## Referring expression data
-*-

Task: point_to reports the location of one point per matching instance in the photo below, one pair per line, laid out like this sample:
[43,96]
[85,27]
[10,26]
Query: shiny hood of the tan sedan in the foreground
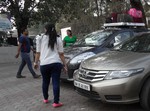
[115,60]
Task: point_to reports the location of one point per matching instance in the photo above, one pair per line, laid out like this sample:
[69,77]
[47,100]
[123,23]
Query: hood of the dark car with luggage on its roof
[70,52]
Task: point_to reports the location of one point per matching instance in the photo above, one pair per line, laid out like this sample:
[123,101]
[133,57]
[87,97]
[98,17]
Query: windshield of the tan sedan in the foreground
[137,44]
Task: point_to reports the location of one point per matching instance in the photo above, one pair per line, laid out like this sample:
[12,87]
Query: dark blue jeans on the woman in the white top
[54,71]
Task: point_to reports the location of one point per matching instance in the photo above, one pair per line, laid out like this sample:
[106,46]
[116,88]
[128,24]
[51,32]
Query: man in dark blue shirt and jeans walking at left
[24,47]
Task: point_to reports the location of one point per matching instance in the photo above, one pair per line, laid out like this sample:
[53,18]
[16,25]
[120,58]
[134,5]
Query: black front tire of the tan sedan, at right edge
[145,96]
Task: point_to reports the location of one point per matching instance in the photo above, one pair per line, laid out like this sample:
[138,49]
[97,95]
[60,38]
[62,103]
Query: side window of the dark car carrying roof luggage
[121,37]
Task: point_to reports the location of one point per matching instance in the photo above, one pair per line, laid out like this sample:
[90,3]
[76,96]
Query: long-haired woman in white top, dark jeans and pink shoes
[49,51]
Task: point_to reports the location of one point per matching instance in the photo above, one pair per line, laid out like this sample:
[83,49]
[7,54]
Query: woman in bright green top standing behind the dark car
[69,39]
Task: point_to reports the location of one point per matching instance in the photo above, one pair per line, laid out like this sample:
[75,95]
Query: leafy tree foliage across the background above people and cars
[33,12]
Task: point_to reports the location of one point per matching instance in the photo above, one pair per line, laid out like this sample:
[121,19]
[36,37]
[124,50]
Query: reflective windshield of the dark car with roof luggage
[94,39]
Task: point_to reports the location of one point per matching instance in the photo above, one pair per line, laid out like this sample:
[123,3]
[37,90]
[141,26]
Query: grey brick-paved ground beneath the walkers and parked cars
[25,95]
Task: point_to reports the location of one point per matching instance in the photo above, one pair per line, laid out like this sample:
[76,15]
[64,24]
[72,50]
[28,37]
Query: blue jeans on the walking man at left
[26,60]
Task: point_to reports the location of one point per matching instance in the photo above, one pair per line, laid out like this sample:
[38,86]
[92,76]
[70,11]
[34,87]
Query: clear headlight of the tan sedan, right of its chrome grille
[123,74]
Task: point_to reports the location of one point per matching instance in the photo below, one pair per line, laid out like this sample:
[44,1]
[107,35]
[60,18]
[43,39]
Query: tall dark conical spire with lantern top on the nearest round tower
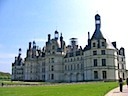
[97,34]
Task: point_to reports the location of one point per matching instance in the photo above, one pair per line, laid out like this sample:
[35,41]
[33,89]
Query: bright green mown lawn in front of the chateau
[82,89]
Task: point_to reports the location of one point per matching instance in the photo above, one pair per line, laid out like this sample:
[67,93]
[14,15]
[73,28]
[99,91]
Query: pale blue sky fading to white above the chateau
[22,21]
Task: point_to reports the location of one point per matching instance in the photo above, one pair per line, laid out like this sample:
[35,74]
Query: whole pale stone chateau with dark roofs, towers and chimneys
[99,60]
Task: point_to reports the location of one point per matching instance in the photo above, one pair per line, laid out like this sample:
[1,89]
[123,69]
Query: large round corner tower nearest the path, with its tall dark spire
[101,56]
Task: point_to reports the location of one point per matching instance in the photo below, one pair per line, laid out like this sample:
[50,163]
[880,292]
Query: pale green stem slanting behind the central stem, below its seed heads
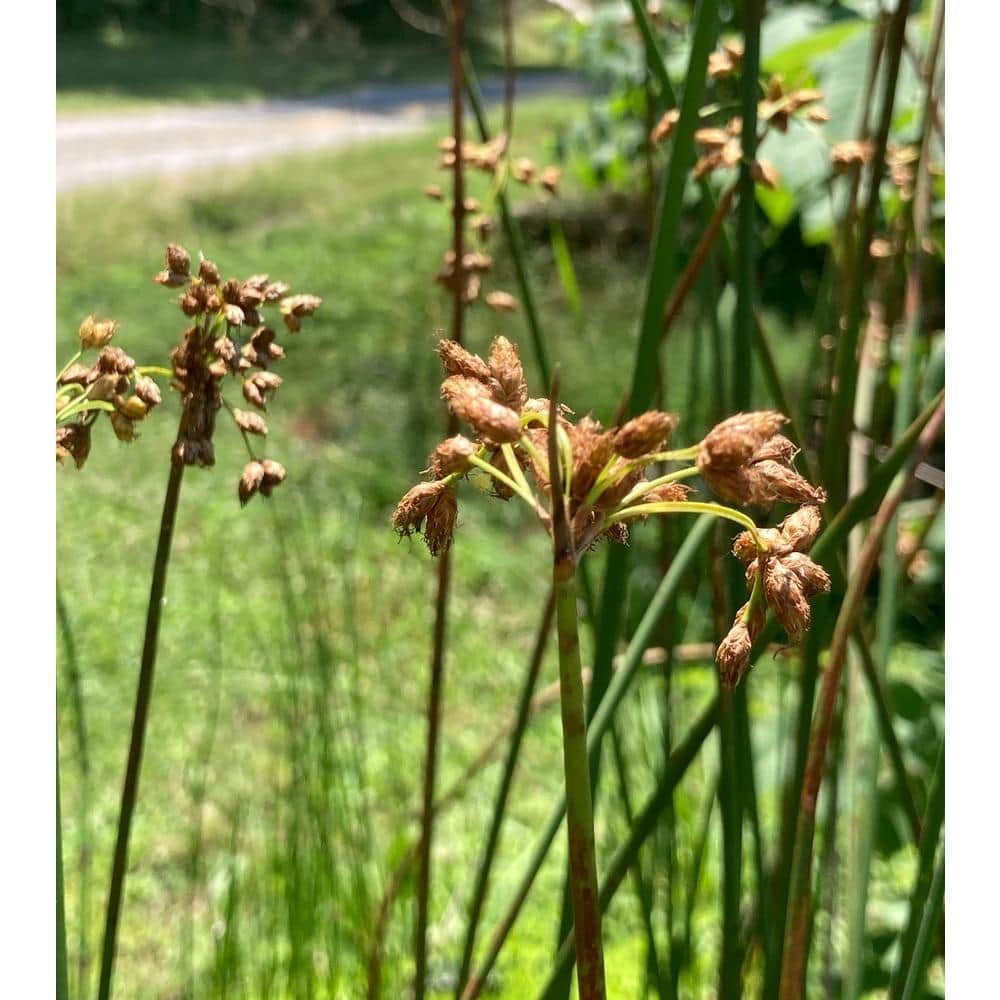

-*-

## What the task requires
Keep every word of the data as it is when you write it out, but drop the pictures.

## Answer for this exercise
Task: point_to reports the location of one point per matching instance in the photo below, one pair per line, laid out like this sample:
[43,96]
[85,27]
[10,26]
Query: shiny hood of the tan sedan in the foreground
[115,60]
Task: point_to reports the location of one point per matching instance in the photo above, one pair per line, laid out like this sample:
[69,77]
[47,100]
[123,23]
Query: hood of the dark car with luggage on its roof
[70,52]
Task: point_to reports the location of one point per matching instance in the photo above, one pair per line, laid out like this sample:
[123,101]
[133,57]
[87,97]
[98,17]
Query: windshield of the tan sedan in the foreground
[137,44]
Task: point_to reports the location of one point per matching instance in the photo above, one pair per line, laid out like this sample:
[12,87]
Query: dark blue jeans on the woman in the white top
[54,71]
Task: point_to reports the location of one point per matching instance in the photo above, one pair per line, laid out like this sample:
[106,46]
[116,88]
[128,24]
[51,32]
Query: man in dark blue shirt and jeans walking at left
[24,47]
Task: point_to reports the location of one point per matching instance in the photo above, one pair per line, laid out like this sample:
[53,18]
[16,25]
[120,58]
[134,5]
Query: black front tire of the tan sedan, at right edge
[145,96]
Task: point_to reports the location of one point per matching instance in the photo above, one pair per line, laid out like this sample:
[138,49]
[97,95]
[60,38]
[62,103]
Query: side window of the dark car carrying roof luggage
[121,37]
Task: point_to reports the location of one point per matching instance in the photo above, one pair per line, laid out like this sample:
[90,3]
[76,96]
Query: long-haired woman in white top, dark jeans and pink shoes
[49,51]
Task: point_to reports the location of one point per matching instance in the photo above, one pair per line, laid out like this sample:
[83,49]
[7,54]
Query: woman in bright green top standing behind the dark car
[69,39]
Task: point_to reports the location of one point per matching instance in the photo above, one pair per line, laid out like this sample:
[75,95]
Query: leafy tree foliage across the background above people and cars
[33,12]
Task: point_to reports the location of one point per matching instance in the photo above, one pair per line, laid out like this sample:
[121,19]
[36,37]
[124,50]
Query: reflective windshield of the dark car with roof luggage
[94,39]
Task: point_to reports the location of one point per matching instance in the photo above, one pair per line, laid out like this sample:
[123,3]
[37,90]
[141,26]
Query: grey brick-paved ground beneath the walkers and parked cars
[25,95]
Task: point_to reports the location of one point per matching instance in the photo above, one pair per line, laid out like this sample:
[76,15]
[64,24]
[72,50]
[28,37]
Query: blue jeans on the walking man at left
[26,60]
Task: point_to reports the location of one point per matching instance in the photo above, one pair per line, laid out like this sample:
[38,86]
[92,76]
[70,11]
[34,87]
Query: clear headlight of the tan sedan, right of its chrome grille
[123,74]
Task: point_to reports the location of one point per matching instance in the photo below, one pair per line, laid out like this sample:
[44,1]
[107,35]
[60,18]
[43,39]
Query: tall dark conical spire with lantern top on the nearest round tower
[97,34]
Task: point_to reports the location of one point per matching instance in the photo above, one pair per line, laid out like this sample:
[35,41]
[33,89]
Query: bright green mown lawn in front of the chateau
[82,89]
Task: point_to reports the location of one point per matching instance in the photo above, one pair per line, laid out like this sample:
[67,93]
[14,15]
[73,28]
[99,91]
Query: pale blue sky fading to white above the chateau
[22,21]
Task: point_to reports the location of one point per matching instance in the photo above, one pair per line, laid out like this sample:
[35,74]
Query: whole pale stone chateau with dark roofs, towers and chimneys
[99,60]
Task: point_to reports the location of one point per matching instance in the photo above, one pair per line, laid out like this sample:
[1,89]
[123,69]
Query: large round corner tower nearest the path, with its tall dark spire
[101,56]
Task: point_to reports the location of one point per matching instance in the photo below, one pair per line, laid out like this sample:
[50,163]
[880,292]
Query: pale green stem slanting behind the central stem, below its seed heads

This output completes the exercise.